### [To do]
- 1) Answer these questions about the holiday book gift guide, one per line:
(a) According to the guide, where is your best bet for a gift for a hard-to-please friend or relation?
(b) Who introduced and edited "The Annotated Christmas Carol"?
(c) What did the owner of the Franklin Scale Co. hand out to his staff?
- 2) Rewrite the holiday book gift guide between "Some nuts are" and "cases out there.", inclusive, changing "bookstore" to "library".

### [Selection]
>> Begin
Some nuts are harder to crack than the unshelled Brazils in that mix your mom puts out each December. If you’re still frantically searching for the right gift for a certain picky, elusive or simply uncovetous friend or relation, your local bookstore is your best bet. And if you pick something with great pictures, you’ll never have to worry about whether or not they’ll read it. Here’s our list of suggestions for some of the trickiest cases out there.
You know the type: Tried to talk Mom into roasting a greasy goose for Christmas dinner despite a family-wide preference for white meat, and eyes with unwholesome interest the packaged plum-pudding displays in the “gourmet foods” section of Cost Plus Imports. Divert his attention from British cuisine with the exhaustive “The Annotated Christmas Carol,” introduced and edited by Michael Patrick Hearn (W.W. Norton, $29.95). It will regale him with countless factoids, such as the revelation that Christmas traditions were fading away in the early 19th century before writers like Dickens revived them. Hearn’s copious footnotes elaborate on Dickens’ veiled digs at Victorian economists like Thomas Malthus and Adam Smith. (He puts their ideas in Scrooge’s mouth.) The little holiday ghost story was an enormous hit, but it cost so much to produce it didn’t relieve its author of his crushing debts. Still, the book persuaded the starchy Scottish philosopher Thomas Carlyle to run out and buy a turkey and invite friends over for dinner, and the owner of the Franklin Scale Co. in St. Johnsburg, Vt., was inspired to close his factory on Christmas Day (not a universal custom at the time) and to hand out turkeys to his staff. Turkeys, not geese.
>> End
### [Information supplied]
>> Begin
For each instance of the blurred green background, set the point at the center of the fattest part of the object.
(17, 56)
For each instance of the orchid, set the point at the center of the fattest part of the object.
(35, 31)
>> End
### [Solution set]
- 1)
(a) Your local bookstore.
(b) Michael Patrick Hearn.
(c) Turkeys.

- 2)
Some nuts are harder to crack than the unshelled Brazils in that mix your mom puts out each December. If you’re still frantically searching for the right gift for a certain picky, elusive or simply uncovetous friend or relation, your local library is your best bet. And if you pick something with great pictures, you’ll never have to worry about whether or not they’ll read it. Here’s our list of suggestions for some of the trickiest cases out there.